◆ Supplied passage
* Begin *

Deborah Kay Fitzgerald is a professor of the History of Technology within in Science, Technology, and Society (STS) Program at the Massachusetts Institute of Technology. She has authored two books titled The Business of Breeding: Hybrid Corn in Illinois, 1890-1920 and Every Farm a Factory: The Industrial Ideal in American Agriculture, which discuss her findings on the industrialization of agriculture in the early 20th century.

Biography

Early life 
Deborah Kay Fitzgerald started her life as the youngest child with three older siblings and grew up with her two parents in Remson, Iowa, a small town on the west side of the state with about 1,600 people total. The town is known for as a hub for immigrants from Luxembourgescaping religious persecution in east Europe. So for her family not being from Luxembourg or having too much in common with the people of Remsen, she decided that going to college out of state would benefit her the best.

College 
She briefly attended the University of Northern Colorado after high school and dropped out after one semester after becoming pregnant. She returned to Remsen and ended up staying in a maternity home until she had the baby and was able to give the child up for adoption. She returned to college, this time at Iowa State University, and graduated with a Bachelor of Arts degree in History and English in 1978. Fitzgerald took her academic career seriously and found she fit well in the collegiate scene after discovering her love for learning and writing. She pursued her interest in history after studying writers of the 19th century and how they responded to the Scientific Revolution. She was drawn into this responsiveness and wanted to study the global changes that were eliciting these responses, which ultimately led her to history.  

After graduating from Iowa State, she moved to Wynnefield, Philadelphia with her husband Eric Sealine and attended graduate school at the University of Pennsylvania and found an interest in agricultural hybridization, specifically that of corn, from taking classes at UPENN as well as through her advisor and influencer, Charles E. Rosenberg. She returned to her hometown of Remsen to interview farmers that were doing experiments related to corn hybridization. Also within this time she had given birth to her son, which she found out was a challenge in and of itself while also writing her dissertation.

Career 
A year into writing her dissertation she was offered a one year job at Harvard University by Everett Mendelsohn, shocking both her male colleagues and even herself.

* End *

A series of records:
* Begin *

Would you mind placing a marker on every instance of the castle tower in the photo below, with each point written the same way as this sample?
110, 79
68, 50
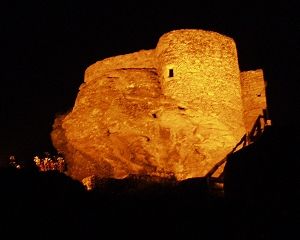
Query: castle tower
200, 68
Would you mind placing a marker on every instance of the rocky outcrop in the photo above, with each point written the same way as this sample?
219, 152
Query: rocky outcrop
131, 118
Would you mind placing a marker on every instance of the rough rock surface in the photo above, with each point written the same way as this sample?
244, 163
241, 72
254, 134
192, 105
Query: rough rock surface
130, 118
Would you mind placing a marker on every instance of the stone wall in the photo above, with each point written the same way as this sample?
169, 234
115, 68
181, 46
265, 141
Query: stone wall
206, 74
133, 115
253, 95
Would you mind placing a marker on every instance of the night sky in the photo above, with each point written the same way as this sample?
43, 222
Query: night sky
46, 47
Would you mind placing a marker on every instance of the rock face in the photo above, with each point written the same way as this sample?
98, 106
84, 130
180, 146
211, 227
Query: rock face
175, 110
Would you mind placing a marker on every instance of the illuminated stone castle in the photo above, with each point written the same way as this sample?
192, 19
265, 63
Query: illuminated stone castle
177, 109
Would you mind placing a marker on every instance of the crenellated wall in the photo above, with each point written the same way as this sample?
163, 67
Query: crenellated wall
177, 109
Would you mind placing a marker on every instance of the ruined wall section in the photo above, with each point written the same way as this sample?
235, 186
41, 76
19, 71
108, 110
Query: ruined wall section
205, 74
140, 59
253, 95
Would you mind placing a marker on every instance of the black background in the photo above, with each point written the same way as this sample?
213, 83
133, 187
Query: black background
46, 47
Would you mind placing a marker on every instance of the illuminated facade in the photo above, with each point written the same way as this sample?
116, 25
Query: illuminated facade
177, 109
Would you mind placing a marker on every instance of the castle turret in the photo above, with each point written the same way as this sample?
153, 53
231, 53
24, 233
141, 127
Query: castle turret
201, 68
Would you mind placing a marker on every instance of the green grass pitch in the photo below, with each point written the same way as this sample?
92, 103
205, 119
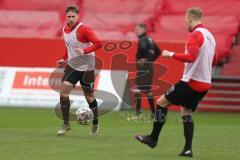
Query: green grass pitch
30, 134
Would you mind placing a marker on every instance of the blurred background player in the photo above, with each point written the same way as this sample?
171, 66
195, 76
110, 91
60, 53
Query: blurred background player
79, 63
195, 83
147, 52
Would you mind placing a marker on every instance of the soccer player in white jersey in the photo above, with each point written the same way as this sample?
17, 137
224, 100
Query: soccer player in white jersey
79, 63
194, 84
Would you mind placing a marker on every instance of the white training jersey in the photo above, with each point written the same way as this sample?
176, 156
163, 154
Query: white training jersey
201, 68
78, 62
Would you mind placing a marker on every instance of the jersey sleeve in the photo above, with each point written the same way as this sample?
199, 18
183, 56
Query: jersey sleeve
65, 55
194, 42
90, 36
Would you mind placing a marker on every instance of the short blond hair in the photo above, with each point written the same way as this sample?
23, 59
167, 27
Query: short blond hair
195, 12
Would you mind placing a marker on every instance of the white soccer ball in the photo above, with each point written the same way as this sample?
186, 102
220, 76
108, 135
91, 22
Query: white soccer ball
84, 115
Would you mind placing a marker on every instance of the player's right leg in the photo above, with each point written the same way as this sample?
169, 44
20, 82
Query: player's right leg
138, 100
66, 87
159, 120
188, 128
69, 80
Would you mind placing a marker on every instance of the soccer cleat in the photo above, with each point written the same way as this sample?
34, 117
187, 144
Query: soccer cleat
146, 140
186, 153
64, 128
95, 130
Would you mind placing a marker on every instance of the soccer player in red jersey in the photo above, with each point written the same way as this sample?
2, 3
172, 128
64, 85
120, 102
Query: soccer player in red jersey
194, 84
79, 62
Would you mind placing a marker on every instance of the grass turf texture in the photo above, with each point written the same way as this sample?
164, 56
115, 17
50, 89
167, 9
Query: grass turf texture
28, 134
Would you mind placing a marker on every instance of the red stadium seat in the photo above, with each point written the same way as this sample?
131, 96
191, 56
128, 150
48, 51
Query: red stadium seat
50, 5
210, 7
110, 35
123, 6
113, 22
20, 24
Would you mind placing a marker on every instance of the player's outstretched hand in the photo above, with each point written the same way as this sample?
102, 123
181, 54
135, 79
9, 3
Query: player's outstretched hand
167, 54
79, 50
61, 63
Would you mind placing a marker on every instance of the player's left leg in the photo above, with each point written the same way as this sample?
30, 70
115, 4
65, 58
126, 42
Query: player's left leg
87, 83
150, 98
188, 127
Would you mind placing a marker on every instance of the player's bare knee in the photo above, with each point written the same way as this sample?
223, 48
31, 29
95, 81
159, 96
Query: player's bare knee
136, 91
163, 102
186, 112
89, 97
149, 94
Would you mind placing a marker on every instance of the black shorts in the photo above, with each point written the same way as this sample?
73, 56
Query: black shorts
144, 76
182, 94
86, 78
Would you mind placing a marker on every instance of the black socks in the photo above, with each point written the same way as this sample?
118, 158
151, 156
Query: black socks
158, 122
93, 106
188, 127
151, 103
65, 106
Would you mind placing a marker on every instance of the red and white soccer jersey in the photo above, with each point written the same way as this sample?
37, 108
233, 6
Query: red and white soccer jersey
198, 58
83, 37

* End *

◆ Written task
Resume the Deborah Kay Fitzgerald biography from the point where it stops. These items have nothing to do with the biography of Deborah Kay Fitzgerald.

◆ Response
After finishing up her Ph.D. in History and the Sociology of Science at UPenn. in 1985, she moved with her son and husband to Cambridge, Massachusetts. She proved her abilities at Harvard by starting her second year in the History of Science as the lead tutor in the department. She was only at Harvard for three years before she took up a job at MIT as a historian of technology in 1988. This was the same year that the STS graduate program at MIT was brand new, giving Fitzgerald the role of the director of graduate studies within the program, which she held for over five years. In 1996 she became a chairwoman of the Ph.D. program in history, anthropology, and STS until 2001. She was yet again asked to take on another job, this time by dean Philip Khoury, to become the associate dean of the MIT School of Humanities, Arts and Social Sciences (SHASS) on April 1, 2005. From here, she found an interest in administration through her love for learning how things are done and ways to improve them. Only being in the position for a year and a half, Khoury took a promotion in the provost office, leaving the seat of acting dean to Fitzgerald, which she happily took in 2006. She eventually took the permanent role of the Kenan Sahin Dean of SHASS in 2007 and held it until July 1, 2015.

Values

Humanities 
Deborah Kay Fitzgerald was very clear about the importance of humanities, arts and social sciences while holding the role of associate dean for SHASS. Aware of the discourse in collegiate realms where some argue that humanities are not necessary, she feels that STEM professionals need humanities to look at the world in a different, non-technical way and be able to confidently answer challenges human face. She feels that it is the job of Universities to teach students all skills necessary to solve issues in a wholly educated way of thinking.

Gender equity 
Fitzgerald became chair of The Gender Equity Committee in SHASS in June 2000 to report on the number of women in senior positions from 2001-2002. She recognized how many women in academia have felt isolated at least once in their career due to the lack of women in the field, specifically one in five.

Books 

 The Business of Breeding: Hybrid Corn in Illinois, 1890-1920 (1990)
 Every Farm a Factory: The Industrial Ideal in American Agriculture (2003)

Recognition 

 2003: Theodore Saloutos Prize for her book Every Farm a Factory: The Industrial Ideal in American Agriculture

References

Further reading

 Busch, L. M., & Fitzgerald, D. K. (1986). Tradition and Innovation in Agriculture: A Comparison of Public and Private Development of Hybrid Corn. In The Agricultural Scientific Enterprise: A system in transition. essay, Routledge.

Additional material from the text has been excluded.